### Exercise A:
In the passage on stochastic processes, what sets stochastic processes apart from the usual questions in probability?
### Exercise B:
Print the stretch of the passage on stochastic processes from "Here we will" through "physics and probability.".

### Excerpt provided:
====================
Here we will solve a few classic problems in probability using some exotic methods from non-equilibrium statistical mechanics. Though each of these problems can be addressed using more elementary methods, the tools and tricks we'll explore here are powerful, and can be used to great effect in solving more difficult kinds of questions in physics and probability.

What sets stochastic processes apart from the usual questions in probability is the central role of fluctuations. In stochastic settings, it is not enough to reason about the most likely outcome, as it is not necessarily representative of typical states of the system.

For instance, if we're interested in building a temperature control system for a trip to Mars, it isn't enough to know that the average temperature remains 70 deg F, as this could mean anything from an enjoyable, constant 70 deg F to a ship that switches once a day between 0 and 140 deg F, killing all of its passengers.

For stochastic problems, we'd like to know about all the states of the system and thus require the entire probability distribution.
====================
### Material shown:
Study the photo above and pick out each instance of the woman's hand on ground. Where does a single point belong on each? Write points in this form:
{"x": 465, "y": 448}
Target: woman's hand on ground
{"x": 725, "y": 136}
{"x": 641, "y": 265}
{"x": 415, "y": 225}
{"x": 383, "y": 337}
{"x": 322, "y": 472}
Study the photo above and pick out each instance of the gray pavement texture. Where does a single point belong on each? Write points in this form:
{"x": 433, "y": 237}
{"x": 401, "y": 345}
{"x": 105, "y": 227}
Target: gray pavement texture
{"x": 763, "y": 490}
====================
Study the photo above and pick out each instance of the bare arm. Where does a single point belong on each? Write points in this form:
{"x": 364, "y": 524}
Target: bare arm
====================
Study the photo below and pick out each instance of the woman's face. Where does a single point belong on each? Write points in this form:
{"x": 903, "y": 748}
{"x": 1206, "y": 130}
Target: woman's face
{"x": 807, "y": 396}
====================
### Solution A:
The central role of fluctuations.

### Solution B:
Here we will solve a few classic problems in probability using some exotic methods from non-equilibrium statistical mechanics. Though each of these problems can be addressed using more elementary methods, the tools and tricks we'll explore here are powerful, and can be used to great effect in solving more difficult kinds of questions in physics and probability.